[TEXT]:
However, this scenario differs markedly from the location that CAQDAS software seeks to engage with in the lit review workflow, the one that has only recently become integrated into RM software – that of actually working with PDF’s in the terms considered above -annotating, highlighting and grouping segments and notes together based on shared features.

In terms of CAQDAS’ role in the lit review process extracting reference data plays a supporting role of organising the documents in a project for the purposes of helping to order or filter queries of the metadata added through coding and annotating.

In terms of a literature review then Gilmour and Kuo’s question of “What are the primary and secondary needs of the user based on workflow?” is particularly pertinent.

What I find interesting in the question I receive from users – exemplified earlier – is just how much the workflow and use of RM software seems to have changed. For those who are engaging in read and annotating electronically this aligns to a Gilmore and Cobus-Kuo’s (2011) observation that there will be a shift towards “new researchers who are more flexible in their work habits and may be more willing to learn new RMs that provide Web 2.0 functionality and PDF features.”

What emerges from these overlapping (albeit unsystematic and partial views derived from my practices and those of students I have worked with) is a picture of some RM software having taken residence into the space that CAQDAS is seeking to (re)define and “own” – that of working WITH literature in terms of active reading and engagement with the texts. However, CAQDAS software has a set of compelling features and options that are substantially more developed than those in RM software, as well as the prospect of being the core management environment for analysing and connecting both literature and empirical data – which RM software will (probably) never do – with even the ambitious ideas of Colwiz (https://www.colwiz.com/about ) sticking to group management of literature not project management or empirical data.

This space is therefore outside the historic and traditional realm of RM software and is potentially an area where RM software could learn from both CAQDAS and Note making software and CAQDAS needs to substantially enhance its integrations if it wishes to really tempt and engage existing, increasingly sophisticated RM software users.

[EXTRACTED DATA]:
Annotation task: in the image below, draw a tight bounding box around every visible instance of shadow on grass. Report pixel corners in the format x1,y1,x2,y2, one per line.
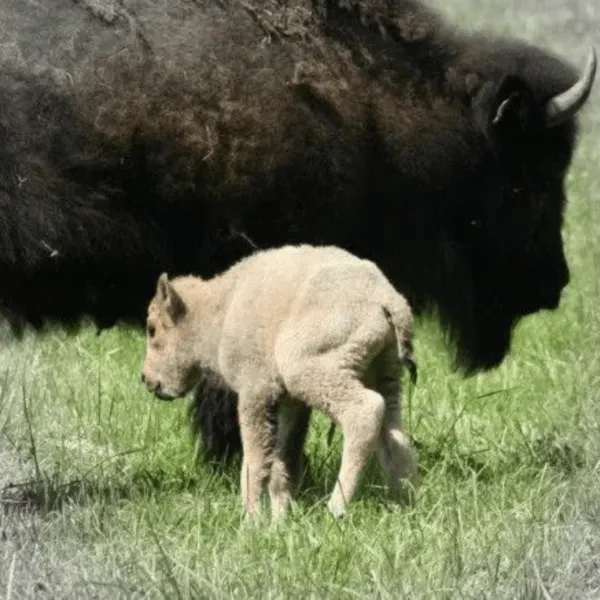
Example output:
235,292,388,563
0,434,585,515
0,470,223,515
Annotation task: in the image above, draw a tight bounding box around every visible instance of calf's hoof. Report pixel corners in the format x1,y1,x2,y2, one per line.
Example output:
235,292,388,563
327,500,346,519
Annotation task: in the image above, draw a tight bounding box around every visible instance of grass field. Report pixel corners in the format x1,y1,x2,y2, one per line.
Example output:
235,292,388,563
0,0,600,600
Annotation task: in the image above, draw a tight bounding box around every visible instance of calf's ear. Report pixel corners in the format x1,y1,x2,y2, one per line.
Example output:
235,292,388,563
156,273,187,323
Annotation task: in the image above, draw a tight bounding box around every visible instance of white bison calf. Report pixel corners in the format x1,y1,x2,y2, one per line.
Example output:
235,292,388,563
142,245,417,517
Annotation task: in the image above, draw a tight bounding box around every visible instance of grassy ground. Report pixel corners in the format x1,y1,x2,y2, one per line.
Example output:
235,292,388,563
0,0,600,599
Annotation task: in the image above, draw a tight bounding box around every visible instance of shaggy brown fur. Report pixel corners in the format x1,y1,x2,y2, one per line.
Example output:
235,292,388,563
142,245,416,517
0,0,595,458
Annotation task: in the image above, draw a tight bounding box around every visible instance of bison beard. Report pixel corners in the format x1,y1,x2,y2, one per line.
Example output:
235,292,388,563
0,0,595,460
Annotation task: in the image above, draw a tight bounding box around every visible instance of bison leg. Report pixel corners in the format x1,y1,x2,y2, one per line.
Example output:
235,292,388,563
189,372,242,465
238,390,276,517
377,372,418,502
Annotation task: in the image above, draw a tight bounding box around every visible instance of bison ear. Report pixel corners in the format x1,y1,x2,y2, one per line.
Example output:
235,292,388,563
156,273,187,323
475,75,542,140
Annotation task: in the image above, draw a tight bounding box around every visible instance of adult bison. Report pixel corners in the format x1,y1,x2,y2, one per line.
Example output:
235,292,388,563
0,0,596,458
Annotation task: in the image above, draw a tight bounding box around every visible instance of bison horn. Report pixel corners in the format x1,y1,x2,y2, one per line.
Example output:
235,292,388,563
546,46,596,127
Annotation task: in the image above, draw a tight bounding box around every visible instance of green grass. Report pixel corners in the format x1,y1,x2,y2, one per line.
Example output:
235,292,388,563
0,2,600,599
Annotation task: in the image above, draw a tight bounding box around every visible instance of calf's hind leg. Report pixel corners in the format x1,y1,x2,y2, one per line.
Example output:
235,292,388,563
327,386,385,519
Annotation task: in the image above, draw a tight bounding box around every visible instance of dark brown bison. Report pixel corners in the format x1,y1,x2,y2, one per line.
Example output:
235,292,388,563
0,0,596,458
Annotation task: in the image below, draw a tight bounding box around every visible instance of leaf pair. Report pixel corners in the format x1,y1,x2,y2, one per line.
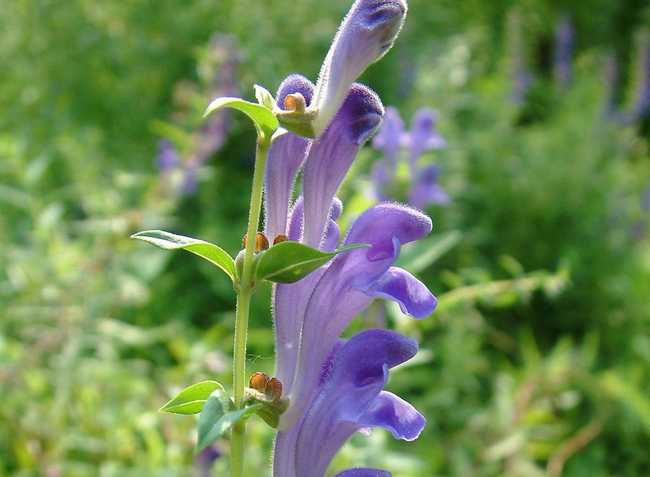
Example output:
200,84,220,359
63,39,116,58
204,85,280,144
160,381,264,452
131,230,366,283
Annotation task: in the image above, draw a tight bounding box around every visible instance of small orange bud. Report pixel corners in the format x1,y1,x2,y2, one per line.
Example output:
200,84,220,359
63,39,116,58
265,378,282,401
255,232,269,252
248,372,269,393
273,234,289,245
284,93,306,113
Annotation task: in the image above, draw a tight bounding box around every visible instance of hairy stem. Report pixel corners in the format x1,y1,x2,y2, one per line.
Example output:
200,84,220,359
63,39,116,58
230,140,269,477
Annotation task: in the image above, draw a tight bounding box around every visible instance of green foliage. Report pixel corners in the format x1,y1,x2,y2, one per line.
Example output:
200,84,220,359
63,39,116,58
255,240,366,283
160,381,225,414
196,391,264,452
0,0,650,477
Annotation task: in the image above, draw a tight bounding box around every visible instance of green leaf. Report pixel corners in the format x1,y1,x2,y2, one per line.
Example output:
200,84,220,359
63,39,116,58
131,230,237,282
160,381,225,414
196,391,263,452
254,84,275,110
255,240,368,283
204,93,279,140
397,230,461,273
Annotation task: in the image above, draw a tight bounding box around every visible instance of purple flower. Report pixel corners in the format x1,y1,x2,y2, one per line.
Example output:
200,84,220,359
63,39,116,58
303,84,384,247
553,16,574,88
310,0,407,136
641,186,650,211
156,139,180,174
632,31,650,121
273,329,426,477
508,10,533,104
372,107,404,200
403,108,447,170
264,75,314,240
265,76,436,477
372,107,450,209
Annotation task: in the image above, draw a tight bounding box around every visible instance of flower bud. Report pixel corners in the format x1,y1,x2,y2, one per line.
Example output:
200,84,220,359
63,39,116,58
273,234,289,245
309,0,407,136
265,378,282,401
248,372,270,393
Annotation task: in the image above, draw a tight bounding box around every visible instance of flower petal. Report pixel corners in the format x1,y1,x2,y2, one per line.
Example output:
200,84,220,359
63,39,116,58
363,267,438,318
264,75,314,240
314,0,407,136
303,84,384,247
296,329,417,477
357,391,427,441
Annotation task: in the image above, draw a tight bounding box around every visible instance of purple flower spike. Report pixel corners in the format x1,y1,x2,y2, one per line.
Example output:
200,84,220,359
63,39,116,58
274,329,426,477
313,0,407,137
405,108,447,165
303,84,384,247
264,75,314,240
334,468,391,477
276,204,436,428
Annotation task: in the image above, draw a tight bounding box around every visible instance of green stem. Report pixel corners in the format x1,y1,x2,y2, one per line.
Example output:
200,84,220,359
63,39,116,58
230,140,269,477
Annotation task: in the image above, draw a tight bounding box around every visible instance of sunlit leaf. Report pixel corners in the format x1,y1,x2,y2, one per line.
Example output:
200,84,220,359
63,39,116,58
254,84,275,109
205,97,279,139
160,381,224,414
255,241,367,283
131,230,236,281
196,392,263,452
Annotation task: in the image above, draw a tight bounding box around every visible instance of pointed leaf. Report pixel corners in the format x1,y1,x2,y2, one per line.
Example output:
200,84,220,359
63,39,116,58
196,392,263,452
160,381,225,414
204,97,279,140
255,240,367,283
131,230,236,281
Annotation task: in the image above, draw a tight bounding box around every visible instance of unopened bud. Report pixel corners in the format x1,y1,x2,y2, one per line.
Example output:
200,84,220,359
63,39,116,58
273,234,289,245
283,93,307,113
265,378,282,401
242,232,269,252
248,372,269,393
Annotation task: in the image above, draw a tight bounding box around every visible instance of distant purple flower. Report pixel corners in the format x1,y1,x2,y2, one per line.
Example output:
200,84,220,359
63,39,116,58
403,108,447,171
156,139,180,174
632,32,650,121
265,67,436,477
553,16,574,88
603,53,620,119
371,107,450,209
508,10,533,104
641,186,650,211
409,165,450,209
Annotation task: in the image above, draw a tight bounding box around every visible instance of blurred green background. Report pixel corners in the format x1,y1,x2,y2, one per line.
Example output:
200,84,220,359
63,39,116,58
0,0,650,477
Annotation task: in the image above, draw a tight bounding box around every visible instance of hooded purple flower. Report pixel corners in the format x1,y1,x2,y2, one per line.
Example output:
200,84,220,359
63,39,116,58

[WHAT YOU ARE ASKED TO DO]:
Answer these questions from the text on reference management and CAQDAS software above:
(a) In CAQDAS' role in the literature review process, what kind of role does extracting reference data play?
(b) What does Colwiz stick to, according to the text?
(c) What does CAQDAS need to substantially enhance if it wishes to tempt and engage existing RM software users?

[OUTPUT OF THE TASK]:
(a) A supporting role: it organizes the documents in a project to help order or filter queries of the metadata added through coding and annotating.
(b) Group management of literature, not project management or empirical data.
(c) Its integrations.